(Phrase grounding data)
========================================

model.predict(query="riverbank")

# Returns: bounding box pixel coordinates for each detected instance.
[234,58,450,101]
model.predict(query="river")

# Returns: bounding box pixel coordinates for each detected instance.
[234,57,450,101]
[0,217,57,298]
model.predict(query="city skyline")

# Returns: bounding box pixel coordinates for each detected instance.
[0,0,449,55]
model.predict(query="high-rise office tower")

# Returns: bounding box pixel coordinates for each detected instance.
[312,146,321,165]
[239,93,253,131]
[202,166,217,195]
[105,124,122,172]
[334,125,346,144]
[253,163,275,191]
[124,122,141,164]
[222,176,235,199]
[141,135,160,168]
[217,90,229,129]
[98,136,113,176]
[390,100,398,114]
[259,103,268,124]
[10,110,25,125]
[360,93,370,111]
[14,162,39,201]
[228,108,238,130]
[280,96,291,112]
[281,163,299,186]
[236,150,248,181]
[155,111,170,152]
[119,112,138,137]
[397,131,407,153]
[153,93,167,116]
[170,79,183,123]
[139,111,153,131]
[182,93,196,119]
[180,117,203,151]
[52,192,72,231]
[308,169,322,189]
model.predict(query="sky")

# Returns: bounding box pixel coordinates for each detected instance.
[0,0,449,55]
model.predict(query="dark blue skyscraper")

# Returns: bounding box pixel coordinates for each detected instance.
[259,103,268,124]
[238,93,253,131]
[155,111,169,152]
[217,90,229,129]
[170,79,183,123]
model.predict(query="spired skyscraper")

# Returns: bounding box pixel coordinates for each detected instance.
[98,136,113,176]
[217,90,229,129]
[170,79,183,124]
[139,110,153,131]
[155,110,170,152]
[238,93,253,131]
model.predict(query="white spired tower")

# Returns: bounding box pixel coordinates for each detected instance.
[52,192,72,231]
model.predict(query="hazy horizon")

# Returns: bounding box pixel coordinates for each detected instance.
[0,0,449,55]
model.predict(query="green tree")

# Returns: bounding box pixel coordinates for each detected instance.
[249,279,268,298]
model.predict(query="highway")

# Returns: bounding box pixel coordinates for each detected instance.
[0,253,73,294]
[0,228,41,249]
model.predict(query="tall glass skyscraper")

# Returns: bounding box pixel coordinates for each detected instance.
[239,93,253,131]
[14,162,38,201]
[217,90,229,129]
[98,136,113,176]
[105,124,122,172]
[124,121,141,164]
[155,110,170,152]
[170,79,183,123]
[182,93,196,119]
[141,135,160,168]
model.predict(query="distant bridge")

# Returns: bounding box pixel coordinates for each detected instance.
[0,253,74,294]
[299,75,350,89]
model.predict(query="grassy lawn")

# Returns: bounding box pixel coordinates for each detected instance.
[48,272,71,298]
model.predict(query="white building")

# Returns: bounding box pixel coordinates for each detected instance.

========================================

Above are some records; repeat all of them exactly.

model.predict(query="riverbank")

# Returns: bounding box pixel coordinates for each detected instance.
[234,58,450,101]
model.predict(query="river")

# Returns: bounding box pixel coordinates for each detected instance.
[234,57,450,101]
[0,217,57,298]
model.predict(query="city skyline")

# Returns: bounding box pixel coordinates for each detected instance.
[0,0,449,55]
model.predict(query="high-rise office tower")

# Returns: bounding box pixel coordinates for each detected instance.
[312,146,321,165]
[239,93,253,131]
[202,166,217,195]
[105,124,122,172]
[334,125,346,144]
[253,163,275,191]
[124,122,141,164]
[222,176,235,199]
[141,135,160,168]
[217,90,229,129]
[98,136,113,176]
[390,100,398,114]
[259,103,268,124]
[10,110,25,125]
[360,93,370,111]
[14,162,39,201]
[228,108,238,130]
[280,96,291,112]
[281,163,299,186]
[236,150,248,181]
[155,111,170,152]
[119,112,138,137]
[397,131,407,153]
[153,93,167,116]
[170,79,183,123]
[139,111,153,131]
[182,93,196,119]
[180,117,203,151]
[52,192,72,231]
[308,169,322,189]
model.predict(query="sky")

# Returns: bounding box pixel coordinates for each detected instance.
[0,0,449,55]
model.predict(query="dark blue skyscraper")

# Returns: bounding box pixel coordinates for each detected instance.
[259,103,268,124]
[238,93,253,131]
[155,111,169,152]
[217,90,229,129]
[170,79,183,123]
model.predict(query="spired skyscraper")

# Returns: bounding box pixel coordinates for each detected instance.
[98,136,113,176]
[217,90,229,129]
[170,79,183,124]
[139,110,153,131]
[155,110,170,152]
[238,93,253,131]
model.predict(query="white spired tower")

# Returns: bounding box pixel coordinates for each detected instance.
[52,192,72,231]
model.predict(query="hazy horizon")

# Returns: bounding box pixel coordinates for each detected instance.
[0,0,449,55]
model.predict(query="green tree")

# Returns: bounding box pixel coordinates for each detected instance.
[249,279,268,298]
model.predict(query="highway")

# Returns: bounding box pixel coordinates for each detected instance.
[0,253,73,294]
[0,228,41,249]
model.predict(query="tall glass skyscraper")

# Returns: bounding box pixel coordinates for each detected instance.
[239,93,253,131]
[14,162,38,201]
[217,90,229,129]
[98,136,113,176]
[105,124,122,172]
[124,121,141,164]
[155,110,170,152]
[170,79,183,123]
[182,93,196,119]
[141,135,160,168]
model.predict(query="distant bridge")

# Returns: bounding box pixel coordinates for each detected instance.
[0,253,74,294]
[299,75,350,89]
model.predict(query="grassy lawn")

# Returns: bounding box pixel coordinates for each detected instance.
[48,272,71,298]
model.predict(query="white building")

# Returns: bounding box pixel coordinates for each detected instance.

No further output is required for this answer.